The Space World Today

Paul: Alright. So now in the space world, there’s all these people putting satellites. Is it just satellites? I mean, there’s a few missions outside of our planet, I would imagine. But the majority of it is satellites, or is there other stuff in the space world?

Simon: I would say there’s satellites. There’s space exploration vehicles, the ones that go to different planets.

Paul: Have you made it into any space exploration vehicles yet that you can talk about?

Simon: We’re working on one. Let’s leave it at that.

Paul: And do you work with any aliens yet?

Simon: No. Some of the guys back at the office.

The Beginning of Freebird Semiconductors

Paul: The market there is huge, I tell you. That’s just incredible! So you guys started this and you’re on the North Shore here in Massachusetts. What does that look like over the next three years? How does your company grow? Are you commercialized? Are you shipping? What are the next sort of milestones?

Simon: Okay. So let me go back to when we founded it. So we spent a year basically developing our product portfolio to making sure. We had to do a bunch of testing, do radiation testing. We do electrical testing. We do temperature testing. We do a plethora of different kinds of tests. So we spent a year, 18 months getting to that point. And that never ends. We have to continue to test, continue to push the boundaries of the technology so that we know where it fails, why it fails, how it fails.

Paul: And then how to fix it.

Simon: And how to fix it. If you know that, then you can determine the lifetime of that. But the bulk of that work was done in the first 18 months. Then we sort of came out of the closet, so to speak, and we went public. We came out, out of hiding, so to speak, after year one, essentially. At the end of year one. And we presented to the industry at a conference called SPWG — Space Parts Working Group over in California. This is sponsored by the aerospace corporation, which is one of the, I would say, like a regulatory body sort of thing. And people there were NASA, the European Space Agency, the Japanese Space Agency, and then all of the guys that build satellites — so Boeing, Lockheed Martin, Northrop, all of the prime contractors are there. So we came out at that.

Paul: Was it a surprise to them?

Simon: There was a lot of interest. Let’s just put it that way. There was a lot of interest at that point.

Paul: So I’m a designer in the satellite world. You’ve just given me new tools.

Simon: I’ve just given you a new solution.

Paul: So this is like, “Okay. I’ve got to redesign all my power supplies.”

How To Convince the Space Industry to Adopt New Technologies

Simon: Well firstly, there’s a lot more work that has to be done before anybody that is remotely involved in space will actually adopt your technology. Firstly, you have to convince them. Bear in mind that the technology for space has not changed in 30 years, since the lunar landings and all the Apollo missions. So you have to break down resistance to change first in a lot of these companies. And the only way to do that in this space industry, which is an extremely cautious industry, the only way to do that is with data.

* Material *
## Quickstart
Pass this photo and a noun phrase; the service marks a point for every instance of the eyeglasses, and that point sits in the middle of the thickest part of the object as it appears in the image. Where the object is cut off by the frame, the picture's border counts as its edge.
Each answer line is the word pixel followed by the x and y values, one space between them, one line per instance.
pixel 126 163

* Your tasks *
1. In the interview about Freebird Semiconductors, at which conference did the company first present itself to the industry?
2. Continue the interview about Freebird Semiconductors from its last sentence.

* Per-task answers *
1. The Space Parts Working Group (SPWG) conference in California.

2.
So we had to go through our portfolio, and we had to test everything. Every single device that we ship goes through an individual screening program. Some parts get tested for 2,000 hours, for instance.

Paul: This is a part you’re going to ship.

Simon: Oh, yeah.

Paul: So it’s not just one sample.

Simon: Oh, no, no. Everything that we ship has been tested, 100%, at various different levels of stringency. So our second major goal was to break down the barriers of acceptance on this new technology into a world that had been dominated by silicon.

Paul: So it’s really marketing. I mean, it’s marketing with backup.

Simon: It’s marketing and engineering. Yeah.

Paul: But you’re talking to an engineer, and an engineer isn’t going to take that risk without compelling evidence.

Simon: Yeah. Absolutely.

Paul: Just like you’re not going to buy the car unless you like it. So you’re breaking down those barriers to entry or barriers to integration, I guess.

Simon: And essentially, you, you go through all of the data that they would require, and then you show them, once they’re satisfied that you’ve gotten to a point of reliability that they need, then you have to show them that the performance is worth it. So they’re not going to put anything in there that’s going to break after five years. So then you’ve got to show them. Then the sales end starts. Then you have to differentiate your product with switching performance or the losses or whatever somebody is specifically interested in for their specific design.

So at that point, then the sales effort starts to communicate all of those differences. So you have to have in your back pocket, one, a bunch of radiation testing, two, a bunch of life testing, reliability testing, and then — only then — once they’ve seen that data and believed that data can you then start trying to sell the product. So there’s a lot of upfront work, and there’s a lot of barriers to entry into this market.

Paul: Yeah, I could imagine. So do you give them samples?

Simon: Wherever we can, we try to sell them samples.

Paul: Well, okay. Alright.

Simon: But yes. We’ve been known to give a few away.

Paul: So they’re actually trying it and, and playing with it. It’s not like just a piece of paper.

Simon: No, no, no. Most, most of the major satellite companies in the world have Freebird parts that they are testing at this point.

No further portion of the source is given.